### Assignment
For the records below, give the number of lines in which "whose" appears, and add nothing else.

+++ Input for this task

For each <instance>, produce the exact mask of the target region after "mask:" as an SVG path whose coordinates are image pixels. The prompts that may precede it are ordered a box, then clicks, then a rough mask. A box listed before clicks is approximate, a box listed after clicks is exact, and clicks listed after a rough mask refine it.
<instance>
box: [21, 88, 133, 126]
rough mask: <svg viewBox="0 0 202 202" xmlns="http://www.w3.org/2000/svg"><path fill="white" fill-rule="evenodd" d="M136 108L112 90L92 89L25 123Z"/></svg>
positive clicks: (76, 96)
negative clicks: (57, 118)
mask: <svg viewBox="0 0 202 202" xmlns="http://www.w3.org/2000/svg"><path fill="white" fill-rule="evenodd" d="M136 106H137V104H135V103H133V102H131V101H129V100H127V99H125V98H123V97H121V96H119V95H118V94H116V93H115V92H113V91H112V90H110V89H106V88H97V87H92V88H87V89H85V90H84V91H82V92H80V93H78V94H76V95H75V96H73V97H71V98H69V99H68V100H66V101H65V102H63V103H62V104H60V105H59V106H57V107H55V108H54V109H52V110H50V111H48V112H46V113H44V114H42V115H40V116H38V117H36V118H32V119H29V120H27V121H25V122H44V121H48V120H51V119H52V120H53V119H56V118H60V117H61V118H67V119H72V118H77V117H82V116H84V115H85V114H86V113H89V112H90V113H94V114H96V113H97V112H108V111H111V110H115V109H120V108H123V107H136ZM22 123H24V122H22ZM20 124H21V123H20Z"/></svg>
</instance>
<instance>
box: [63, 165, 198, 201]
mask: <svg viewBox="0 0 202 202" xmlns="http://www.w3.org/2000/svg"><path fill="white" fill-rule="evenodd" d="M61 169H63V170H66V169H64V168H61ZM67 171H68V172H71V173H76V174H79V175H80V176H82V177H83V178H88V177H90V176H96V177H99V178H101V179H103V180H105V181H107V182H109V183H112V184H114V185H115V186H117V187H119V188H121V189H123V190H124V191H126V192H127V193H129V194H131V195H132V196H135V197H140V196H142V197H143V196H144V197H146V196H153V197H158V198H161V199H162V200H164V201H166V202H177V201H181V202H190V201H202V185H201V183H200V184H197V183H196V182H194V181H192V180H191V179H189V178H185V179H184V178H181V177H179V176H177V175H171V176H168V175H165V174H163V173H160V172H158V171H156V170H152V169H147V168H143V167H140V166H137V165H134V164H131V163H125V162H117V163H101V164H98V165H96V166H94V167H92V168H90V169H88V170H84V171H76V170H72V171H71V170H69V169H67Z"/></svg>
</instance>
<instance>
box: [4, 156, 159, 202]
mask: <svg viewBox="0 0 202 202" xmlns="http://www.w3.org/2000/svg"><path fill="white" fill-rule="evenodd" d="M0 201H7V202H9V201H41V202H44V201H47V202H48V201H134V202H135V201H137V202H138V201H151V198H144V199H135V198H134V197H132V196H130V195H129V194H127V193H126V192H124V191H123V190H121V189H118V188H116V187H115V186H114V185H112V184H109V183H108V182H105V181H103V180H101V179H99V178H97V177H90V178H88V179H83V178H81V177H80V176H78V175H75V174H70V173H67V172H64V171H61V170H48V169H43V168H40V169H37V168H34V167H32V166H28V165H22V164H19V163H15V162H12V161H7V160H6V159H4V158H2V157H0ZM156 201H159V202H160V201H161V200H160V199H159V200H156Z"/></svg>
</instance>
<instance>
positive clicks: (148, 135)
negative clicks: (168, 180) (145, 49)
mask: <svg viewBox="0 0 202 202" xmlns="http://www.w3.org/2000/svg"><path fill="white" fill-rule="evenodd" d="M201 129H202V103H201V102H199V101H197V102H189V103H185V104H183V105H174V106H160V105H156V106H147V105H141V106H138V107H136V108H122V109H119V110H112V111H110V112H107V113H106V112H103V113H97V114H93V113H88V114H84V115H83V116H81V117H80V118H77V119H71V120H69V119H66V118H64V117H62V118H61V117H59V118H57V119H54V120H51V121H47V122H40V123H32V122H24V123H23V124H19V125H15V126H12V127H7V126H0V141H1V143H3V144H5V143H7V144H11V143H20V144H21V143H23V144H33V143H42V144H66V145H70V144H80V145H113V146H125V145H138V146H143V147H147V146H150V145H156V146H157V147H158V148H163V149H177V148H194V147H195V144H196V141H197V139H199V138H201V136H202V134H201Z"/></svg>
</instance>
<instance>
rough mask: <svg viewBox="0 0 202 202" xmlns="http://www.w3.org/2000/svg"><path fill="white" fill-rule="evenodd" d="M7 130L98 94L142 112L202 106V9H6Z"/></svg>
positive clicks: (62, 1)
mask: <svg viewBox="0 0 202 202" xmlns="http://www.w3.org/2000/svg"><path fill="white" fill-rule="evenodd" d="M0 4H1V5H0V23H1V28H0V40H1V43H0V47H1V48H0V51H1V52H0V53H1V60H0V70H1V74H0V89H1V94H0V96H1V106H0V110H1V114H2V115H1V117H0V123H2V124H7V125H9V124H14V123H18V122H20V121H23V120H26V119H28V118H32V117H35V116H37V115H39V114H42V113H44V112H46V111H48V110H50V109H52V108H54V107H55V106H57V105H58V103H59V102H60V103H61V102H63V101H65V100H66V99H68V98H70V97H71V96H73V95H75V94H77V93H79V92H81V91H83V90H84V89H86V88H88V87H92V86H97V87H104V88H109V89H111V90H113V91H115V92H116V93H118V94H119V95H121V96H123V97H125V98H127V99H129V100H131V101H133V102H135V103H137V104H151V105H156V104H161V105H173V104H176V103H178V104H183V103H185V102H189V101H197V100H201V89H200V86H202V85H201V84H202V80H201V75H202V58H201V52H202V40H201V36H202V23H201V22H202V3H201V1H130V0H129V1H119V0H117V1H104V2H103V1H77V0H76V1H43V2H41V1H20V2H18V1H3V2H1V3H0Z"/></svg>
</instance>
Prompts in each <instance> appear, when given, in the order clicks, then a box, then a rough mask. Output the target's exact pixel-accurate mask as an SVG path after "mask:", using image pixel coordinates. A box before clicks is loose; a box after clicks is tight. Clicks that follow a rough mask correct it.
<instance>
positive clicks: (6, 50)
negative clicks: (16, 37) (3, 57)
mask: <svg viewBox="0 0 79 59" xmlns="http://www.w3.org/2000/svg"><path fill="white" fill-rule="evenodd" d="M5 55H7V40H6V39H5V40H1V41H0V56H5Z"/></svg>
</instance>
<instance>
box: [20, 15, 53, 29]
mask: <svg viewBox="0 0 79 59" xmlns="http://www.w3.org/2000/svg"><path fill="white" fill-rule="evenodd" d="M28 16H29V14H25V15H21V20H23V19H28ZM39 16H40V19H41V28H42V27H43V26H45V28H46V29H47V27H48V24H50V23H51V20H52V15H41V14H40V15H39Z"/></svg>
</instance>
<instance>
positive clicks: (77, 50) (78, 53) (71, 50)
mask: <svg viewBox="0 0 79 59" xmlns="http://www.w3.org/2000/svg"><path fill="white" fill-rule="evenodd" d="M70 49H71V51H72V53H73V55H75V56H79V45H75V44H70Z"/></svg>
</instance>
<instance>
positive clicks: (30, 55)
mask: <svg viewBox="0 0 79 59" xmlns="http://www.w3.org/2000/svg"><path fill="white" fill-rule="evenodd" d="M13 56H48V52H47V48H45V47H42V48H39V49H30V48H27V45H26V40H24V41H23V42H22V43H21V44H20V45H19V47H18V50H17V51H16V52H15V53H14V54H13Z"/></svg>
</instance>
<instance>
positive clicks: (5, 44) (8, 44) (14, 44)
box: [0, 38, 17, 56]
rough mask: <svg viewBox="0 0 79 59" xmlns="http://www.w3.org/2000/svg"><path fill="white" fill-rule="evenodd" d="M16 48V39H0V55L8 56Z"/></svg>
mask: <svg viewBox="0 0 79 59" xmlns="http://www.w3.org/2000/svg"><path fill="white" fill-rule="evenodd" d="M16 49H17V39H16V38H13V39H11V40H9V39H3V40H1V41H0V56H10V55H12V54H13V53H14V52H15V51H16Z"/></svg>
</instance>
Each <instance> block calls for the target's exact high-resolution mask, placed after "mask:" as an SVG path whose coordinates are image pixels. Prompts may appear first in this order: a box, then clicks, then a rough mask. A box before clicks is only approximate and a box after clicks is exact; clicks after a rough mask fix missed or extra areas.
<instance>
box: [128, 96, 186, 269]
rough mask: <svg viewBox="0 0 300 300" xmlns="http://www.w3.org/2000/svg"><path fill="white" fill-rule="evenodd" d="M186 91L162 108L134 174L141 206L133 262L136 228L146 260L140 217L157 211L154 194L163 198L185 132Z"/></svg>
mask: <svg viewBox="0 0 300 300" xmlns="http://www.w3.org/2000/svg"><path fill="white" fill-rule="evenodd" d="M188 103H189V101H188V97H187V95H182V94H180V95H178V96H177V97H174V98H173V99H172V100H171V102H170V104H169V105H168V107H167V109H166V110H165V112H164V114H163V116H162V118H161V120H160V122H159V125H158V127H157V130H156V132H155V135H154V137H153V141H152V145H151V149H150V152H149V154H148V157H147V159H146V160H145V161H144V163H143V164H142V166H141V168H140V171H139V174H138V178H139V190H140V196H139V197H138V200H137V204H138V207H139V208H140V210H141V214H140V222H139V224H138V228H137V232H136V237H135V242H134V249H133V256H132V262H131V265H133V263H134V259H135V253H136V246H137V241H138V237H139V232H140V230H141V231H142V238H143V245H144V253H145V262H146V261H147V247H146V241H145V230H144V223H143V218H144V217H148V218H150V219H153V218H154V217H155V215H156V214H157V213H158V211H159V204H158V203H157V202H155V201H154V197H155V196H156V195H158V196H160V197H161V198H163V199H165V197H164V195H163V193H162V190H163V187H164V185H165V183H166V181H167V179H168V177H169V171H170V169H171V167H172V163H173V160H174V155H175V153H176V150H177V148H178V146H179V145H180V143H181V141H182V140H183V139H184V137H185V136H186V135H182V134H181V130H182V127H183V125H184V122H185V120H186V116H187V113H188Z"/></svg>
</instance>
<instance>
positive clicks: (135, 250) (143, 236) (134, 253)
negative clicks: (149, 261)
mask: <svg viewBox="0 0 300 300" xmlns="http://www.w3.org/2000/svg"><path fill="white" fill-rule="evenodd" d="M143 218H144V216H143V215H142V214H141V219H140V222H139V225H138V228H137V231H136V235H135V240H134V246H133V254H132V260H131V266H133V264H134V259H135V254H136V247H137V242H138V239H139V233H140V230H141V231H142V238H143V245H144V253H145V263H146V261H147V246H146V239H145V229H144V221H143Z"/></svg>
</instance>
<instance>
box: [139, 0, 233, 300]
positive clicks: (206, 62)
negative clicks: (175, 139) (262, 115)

++++++
+++ Input for this task

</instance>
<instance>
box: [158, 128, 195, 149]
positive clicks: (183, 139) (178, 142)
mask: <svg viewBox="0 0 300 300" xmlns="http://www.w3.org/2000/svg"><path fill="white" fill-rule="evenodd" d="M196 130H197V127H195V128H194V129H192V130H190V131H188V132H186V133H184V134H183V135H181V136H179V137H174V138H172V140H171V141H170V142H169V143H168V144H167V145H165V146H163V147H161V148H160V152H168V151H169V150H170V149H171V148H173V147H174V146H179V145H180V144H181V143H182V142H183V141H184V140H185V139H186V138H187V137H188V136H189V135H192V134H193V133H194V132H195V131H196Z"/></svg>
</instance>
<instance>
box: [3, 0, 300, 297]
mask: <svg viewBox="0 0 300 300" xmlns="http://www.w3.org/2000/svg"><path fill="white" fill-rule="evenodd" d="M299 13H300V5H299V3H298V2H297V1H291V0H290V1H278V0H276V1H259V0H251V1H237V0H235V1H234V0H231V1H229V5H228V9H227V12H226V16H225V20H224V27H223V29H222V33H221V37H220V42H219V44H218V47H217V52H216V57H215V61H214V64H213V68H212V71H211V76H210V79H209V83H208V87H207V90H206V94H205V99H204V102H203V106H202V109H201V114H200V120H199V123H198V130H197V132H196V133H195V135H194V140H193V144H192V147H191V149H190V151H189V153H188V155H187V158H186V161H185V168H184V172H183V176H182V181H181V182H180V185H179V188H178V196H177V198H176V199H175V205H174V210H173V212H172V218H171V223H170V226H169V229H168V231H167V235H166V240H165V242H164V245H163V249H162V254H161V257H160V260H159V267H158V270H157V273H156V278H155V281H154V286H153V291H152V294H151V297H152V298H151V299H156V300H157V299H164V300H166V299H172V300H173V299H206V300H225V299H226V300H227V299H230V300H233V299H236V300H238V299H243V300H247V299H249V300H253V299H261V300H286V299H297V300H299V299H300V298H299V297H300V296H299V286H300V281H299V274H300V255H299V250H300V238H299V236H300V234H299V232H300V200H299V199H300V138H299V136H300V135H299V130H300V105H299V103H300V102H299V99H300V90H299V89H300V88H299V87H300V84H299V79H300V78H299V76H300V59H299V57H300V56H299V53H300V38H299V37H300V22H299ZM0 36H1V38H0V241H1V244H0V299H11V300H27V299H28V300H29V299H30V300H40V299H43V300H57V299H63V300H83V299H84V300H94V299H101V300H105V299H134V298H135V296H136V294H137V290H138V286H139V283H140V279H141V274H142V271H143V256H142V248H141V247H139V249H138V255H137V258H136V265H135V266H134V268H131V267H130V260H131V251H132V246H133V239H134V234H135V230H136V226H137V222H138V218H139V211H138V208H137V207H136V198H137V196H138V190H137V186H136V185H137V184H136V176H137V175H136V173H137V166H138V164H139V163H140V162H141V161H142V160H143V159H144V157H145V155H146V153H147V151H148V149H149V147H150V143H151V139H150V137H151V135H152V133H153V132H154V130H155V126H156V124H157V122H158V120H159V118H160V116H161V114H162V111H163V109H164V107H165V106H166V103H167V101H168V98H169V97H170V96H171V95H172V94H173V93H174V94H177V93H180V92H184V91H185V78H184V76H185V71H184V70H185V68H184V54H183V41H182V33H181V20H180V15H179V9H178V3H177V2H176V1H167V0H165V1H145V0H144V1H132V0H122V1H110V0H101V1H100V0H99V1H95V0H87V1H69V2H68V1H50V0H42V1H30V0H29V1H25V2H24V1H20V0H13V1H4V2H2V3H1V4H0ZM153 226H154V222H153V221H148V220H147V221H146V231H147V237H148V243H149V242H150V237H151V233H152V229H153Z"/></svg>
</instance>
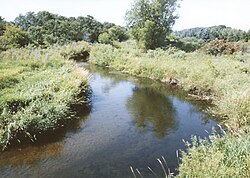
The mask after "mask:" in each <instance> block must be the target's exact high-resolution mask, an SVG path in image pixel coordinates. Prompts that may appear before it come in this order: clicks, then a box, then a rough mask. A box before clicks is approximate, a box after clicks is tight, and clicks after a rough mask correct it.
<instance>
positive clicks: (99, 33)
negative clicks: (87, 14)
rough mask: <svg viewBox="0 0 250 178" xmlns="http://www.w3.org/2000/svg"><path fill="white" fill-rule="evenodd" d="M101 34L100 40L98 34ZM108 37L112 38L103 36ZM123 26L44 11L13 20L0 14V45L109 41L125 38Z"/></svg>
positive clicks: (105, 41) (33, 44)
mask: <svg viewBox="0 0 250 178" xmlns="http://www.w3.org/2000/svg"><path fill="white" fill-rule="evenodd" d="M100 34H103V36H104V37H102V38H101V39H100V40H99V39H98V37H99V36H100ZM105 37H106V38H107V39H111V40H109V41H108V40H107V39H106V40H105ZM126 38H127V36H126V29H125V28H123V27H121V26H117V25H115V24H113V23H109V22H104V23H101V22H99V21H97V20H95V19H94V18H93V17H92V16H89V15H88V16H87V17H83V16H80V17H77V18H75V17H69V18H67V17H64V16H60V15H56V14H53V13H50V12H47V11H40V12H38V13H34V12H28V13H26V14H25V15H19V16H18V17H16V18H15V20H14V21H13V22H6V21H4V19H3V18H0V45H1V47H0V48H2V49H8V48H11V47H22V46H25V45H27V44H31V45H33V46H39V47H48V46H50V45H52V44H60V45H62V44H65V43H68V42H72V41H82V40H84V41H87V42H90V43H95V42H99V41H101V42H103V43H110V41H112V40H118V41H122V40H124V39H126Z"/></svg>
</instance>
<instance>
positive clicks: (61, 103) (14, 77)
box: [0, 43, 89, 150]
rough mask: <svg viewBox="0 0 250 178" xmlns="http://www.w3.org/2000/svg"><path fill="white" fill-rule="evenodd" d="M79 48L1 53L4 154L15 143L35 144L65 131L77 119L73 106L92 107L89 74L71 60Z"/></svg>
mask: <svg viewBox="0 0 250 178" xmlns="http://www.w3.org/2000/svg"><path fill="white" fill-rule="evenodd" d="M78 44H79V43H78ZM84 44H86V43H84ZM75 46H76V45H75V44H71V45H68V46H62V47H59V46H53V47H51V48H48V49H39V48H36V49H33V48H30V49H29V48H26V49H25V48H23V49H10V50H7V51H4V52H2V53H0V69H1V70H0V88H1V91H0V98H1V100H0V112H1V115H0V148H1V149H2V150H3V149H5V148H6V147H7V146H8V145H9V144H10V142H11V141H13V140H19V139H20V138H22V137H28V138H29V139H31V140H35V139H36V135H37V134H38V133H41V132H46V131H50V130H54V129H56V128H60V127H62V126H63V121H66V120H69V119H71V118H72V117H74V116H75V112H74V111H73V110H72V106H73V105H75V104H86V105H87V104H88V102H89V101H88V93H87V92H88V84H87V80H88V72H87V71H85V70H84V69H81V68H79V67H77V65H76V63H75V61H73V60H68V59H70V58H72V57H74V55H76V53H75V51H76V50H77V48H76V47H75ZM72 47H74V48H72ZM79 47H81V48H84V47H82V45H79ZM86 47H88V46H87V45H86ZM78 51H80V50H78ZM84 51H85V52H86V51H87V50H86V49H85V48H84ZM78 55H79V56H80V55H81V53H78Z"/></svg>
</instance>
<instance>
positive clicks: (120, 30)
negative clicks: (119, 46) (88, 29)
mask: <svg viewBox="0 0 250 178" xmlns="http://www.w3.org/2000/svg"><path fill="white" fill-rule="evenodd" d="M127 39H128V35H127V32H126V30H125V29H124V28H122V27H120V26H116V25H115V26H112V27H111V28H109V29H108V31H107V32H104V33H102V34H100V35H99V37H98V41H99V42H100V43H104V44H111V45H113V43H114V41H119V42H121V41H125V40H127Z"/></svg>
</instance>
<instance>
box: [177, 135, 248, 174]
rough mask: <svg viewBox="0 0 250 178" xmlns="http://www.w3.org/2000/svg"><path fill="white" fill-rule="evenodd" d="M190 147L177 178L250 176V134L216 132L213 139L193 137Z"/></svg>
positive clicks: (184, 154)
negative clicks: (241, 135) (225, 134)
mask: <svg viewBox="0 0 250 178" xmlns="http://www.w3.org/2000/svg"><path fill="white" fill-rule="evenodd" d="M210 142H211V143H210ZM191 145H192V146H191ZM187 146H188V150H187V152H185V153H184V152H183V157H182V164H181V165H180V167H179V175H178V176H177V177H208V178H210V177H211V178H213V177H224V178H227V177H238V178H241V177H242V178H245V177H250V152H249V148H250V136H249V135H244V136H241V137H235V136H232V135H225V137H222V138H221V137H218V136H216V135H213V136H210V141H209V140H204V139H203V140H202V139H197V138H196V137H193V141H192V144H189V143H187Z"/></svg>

++++++
+++ Input for this task

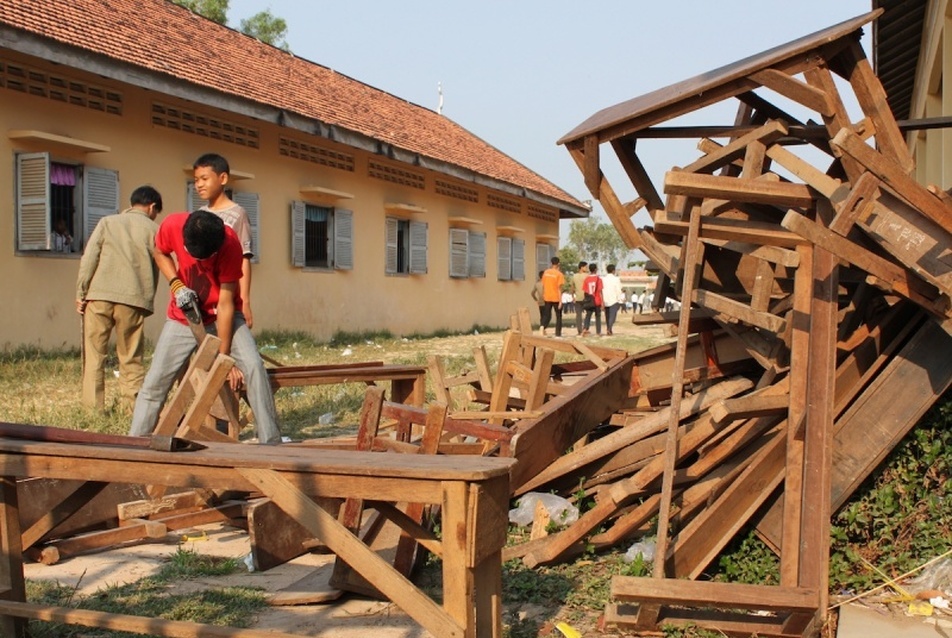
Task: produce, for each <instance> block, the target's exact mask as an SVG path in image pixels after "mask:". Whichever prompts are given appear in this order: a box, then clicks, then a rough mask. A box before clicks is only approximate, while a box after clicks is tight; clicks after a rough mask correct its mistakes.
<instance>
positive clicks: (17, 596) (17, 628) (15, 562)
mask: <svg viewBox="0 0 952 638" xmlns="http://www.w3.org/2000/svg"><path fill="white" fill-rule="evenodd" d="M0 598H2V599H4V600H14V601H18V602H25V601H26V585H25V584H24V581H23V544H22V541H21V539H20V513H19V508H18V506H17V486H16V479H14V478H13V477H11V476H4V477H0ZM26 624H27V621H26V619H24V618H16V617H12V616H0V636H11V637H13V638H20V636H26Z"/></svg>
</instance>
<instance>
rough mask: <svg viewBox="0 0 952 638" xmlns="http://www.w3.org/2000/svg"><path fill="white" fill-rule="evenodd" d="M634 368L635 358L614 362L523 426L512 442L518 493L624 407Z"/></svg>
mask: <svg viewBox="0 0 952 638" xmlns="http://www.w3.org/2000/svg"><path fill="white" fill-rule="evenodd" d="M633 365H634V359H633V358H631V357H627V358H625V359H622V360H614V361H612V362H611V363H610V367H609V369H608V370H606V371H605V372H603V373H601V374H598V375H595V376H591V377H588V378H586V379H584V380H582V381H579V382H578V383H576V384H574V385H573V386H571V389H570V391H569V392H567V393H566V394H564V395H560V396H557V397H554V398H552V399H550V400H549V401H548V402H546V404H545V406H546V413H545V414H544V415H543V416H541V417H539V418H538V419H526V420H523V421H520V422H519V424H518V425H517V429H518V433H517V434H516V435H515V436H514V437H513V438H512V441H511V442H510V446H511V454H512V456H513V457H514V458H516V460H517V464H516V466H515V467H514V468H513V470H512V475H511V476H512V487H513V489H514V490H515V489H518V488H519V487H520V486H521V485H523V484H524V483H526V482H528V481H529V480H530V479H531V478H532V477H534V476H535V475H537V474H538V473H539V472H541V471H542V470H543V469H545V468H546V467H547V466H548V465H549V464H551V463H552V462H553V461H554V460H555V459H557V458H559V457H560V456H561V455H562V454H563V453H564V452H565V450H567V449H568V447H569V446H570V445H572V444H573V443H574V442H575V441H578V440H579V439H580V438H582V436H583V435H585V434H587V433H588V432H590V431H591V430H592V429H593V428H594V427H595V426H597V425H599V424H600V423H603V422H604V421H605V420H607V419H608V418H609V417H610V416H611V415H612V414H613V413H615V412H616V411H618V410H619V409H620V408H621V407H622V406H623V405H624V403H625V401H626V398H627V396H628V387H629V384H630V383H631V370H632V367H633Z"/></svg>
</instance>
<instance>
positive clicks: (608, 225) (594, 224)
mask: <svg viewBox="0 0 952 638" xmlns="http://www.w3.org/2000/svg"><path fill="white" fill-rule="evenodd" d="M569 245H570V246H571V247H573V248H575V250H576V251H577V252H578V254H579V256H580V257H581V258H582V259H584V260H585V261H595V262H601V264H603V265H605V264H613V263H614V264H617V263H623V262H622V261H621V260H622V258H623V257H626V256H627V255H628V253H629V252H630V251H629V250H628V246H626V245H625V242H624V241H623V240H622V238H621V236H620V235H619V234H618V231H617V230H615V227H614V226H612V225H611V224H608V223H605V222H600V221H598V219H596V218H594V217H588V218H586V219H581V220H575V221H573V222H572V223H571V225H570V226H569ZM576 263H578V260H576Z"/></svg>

++++++

### Answer below
2